Work item
The required result is a copy of each line below in which "closing" appears.

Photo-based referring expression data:
+++++

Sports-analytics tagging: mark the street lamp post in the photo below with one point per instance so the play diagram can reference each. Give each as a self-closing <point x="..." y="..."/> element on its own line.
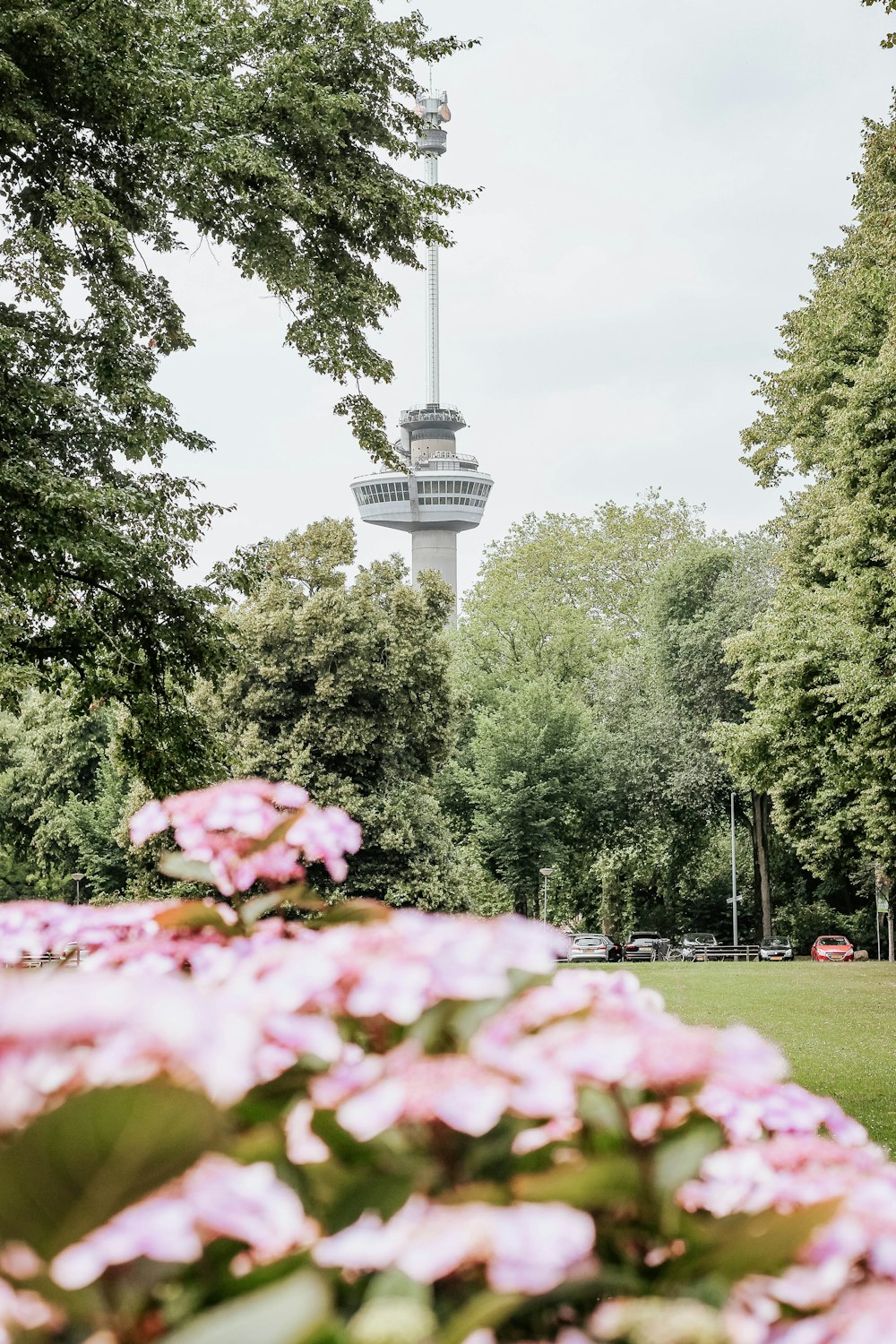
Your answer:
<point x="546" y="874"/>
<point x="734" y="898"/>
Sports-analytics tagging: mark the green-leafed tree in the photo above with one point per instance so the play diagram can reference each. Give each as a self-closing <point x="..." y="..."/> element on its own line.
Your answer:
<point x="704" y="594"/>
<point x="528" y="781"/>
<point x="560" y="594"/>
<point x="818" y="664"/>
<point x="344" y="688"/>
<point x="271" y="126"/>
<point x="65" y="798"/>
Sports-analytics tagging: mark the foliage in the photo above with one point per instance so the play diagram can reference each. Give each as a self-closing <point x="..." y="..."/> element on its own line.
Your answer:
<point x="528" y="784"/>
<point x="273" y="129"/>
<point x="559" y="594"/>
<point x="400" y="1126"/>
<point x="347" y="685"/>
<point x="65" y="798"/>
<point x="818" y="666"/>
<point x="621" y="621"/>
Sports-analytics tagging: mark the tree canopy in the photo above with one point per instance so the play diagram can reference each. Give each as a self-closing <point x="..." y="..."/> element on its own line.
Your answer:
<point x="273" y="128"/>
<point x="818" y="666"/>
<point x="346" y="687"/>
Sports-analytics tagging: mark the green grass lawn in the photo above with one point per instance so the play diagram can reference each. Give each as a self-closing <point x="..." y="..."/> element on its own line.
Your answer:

+++++

Solution to this task
Sports-analytics tagging: mark the street lamp post in the photo below with one point per instance so the play diagram can reference each. Give each as a self-closing <point x="..." y="..."/> element on its own line.
Sports-analytics tagging: mark the green-leafed tree in the photo above with one point per instance so the play diagram can reference each. Give each as a self-closing <point x="..." y="..."/> element on its own line.
Sports-analytics tagging: mark the foliage in the photo above with one point per instance so the play diagram can reference each. Give each as a self-closing <point x="..." y="..."/> element on its own line.
Sports-analytics tagging: mark the tree canopy in the photo above with one point per instance so the play diagram can reference each. Give each as a self-closing <point x="..." y="..."/> element on its own line.
Sports-analytics tagging: mark the green grass lawn in the photo above with one point per instance so the play diagram can reference each. Give each as a self-closing <point x="..." y="..."/> element on its own line.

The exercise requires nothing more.